====== Records provided ======

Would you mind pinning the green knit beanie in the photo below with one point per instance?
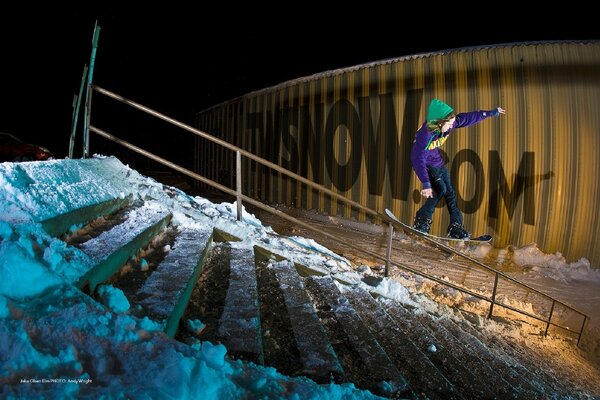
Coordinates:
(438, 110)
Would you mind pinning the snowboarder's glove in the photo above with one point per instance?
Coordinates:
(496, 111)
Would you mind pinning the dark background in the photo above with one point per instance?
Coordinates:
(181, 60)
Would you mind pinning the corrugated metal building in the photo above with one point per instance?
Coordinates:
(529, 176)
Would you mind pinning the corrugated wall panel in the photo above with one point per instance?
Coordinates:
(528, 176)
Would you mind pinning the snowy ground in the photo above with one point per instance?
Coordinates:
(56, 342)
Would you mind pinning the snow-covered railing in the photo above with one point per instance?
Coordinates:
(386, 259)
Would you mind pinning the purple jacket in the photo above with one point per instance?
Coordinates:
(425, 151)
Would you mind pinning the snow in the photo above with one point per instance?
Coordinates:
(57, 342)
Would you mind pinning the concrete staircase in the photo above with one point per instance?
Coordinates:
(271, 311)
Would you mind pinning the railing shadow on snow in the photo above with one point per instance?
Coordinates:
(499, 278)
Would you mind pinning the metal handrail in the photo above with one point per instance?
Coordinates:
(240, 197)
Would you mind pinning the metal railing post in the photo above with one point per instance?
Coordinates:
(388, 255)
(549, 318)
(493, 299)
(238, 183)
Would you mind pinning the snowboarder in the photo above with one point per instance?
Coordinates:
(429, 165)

======

Given exercise
Copy out the entire listing above word for word, leaving out the picture.

The output
Would you mind pinning the green knit beanie in the photo below with one point per instance?
Coordinates:
(438, 110)
Would you mind pinning the snowboarder's glove in the photo above with one point per instance?
Coordinates:
(496, 111)
Would you mind pinning the dark background in the photo above with one point per instance?
Coordinates:
(181, 60)
Would you mind pinning the corrugated metal building in the photo above with one point per instance?
Coordinates:
(529, 176)
Would you mind pinning the corrugated wall panel in the photo above with one point per instance?
Coordinates:
(528, 176)
Would you mind pinning the snowy ground in the photo above with one point per instance?
Coordinates:
(56, 342)
Would you mind pinning the snow-covered railing in the photo above with one point per instance?
Coordinates:
(386, 259)
Would you mind pinning the purple jacket in the photo above with one point per instance?
Coordinates:
(425, 151)
Would you mind pinning the snow in the photo above with one point per instance?
Coordinates:
(57, 342)
Would you mind pinning the concrete staircase in the photo above with one point per instance?
Coordinates:
(271, 311)
Would you mind pinning the railing shadow on snow in the photo above with one point per instance?
Coordinates:
(499, 278)
Would you mind pinning the metal handrail in the photo above with one point per instance?
Coordinates:
(240, 197)
Would you mind pinning the metal railing post in the photo above with one point per instance?
Coordinates:
(388, 255)
(549, 318)
(493, 299)
(238, 183)
Would you mind pinning the snowboarder in the photo above with one point per instance?
Coordinates:
(429, 165)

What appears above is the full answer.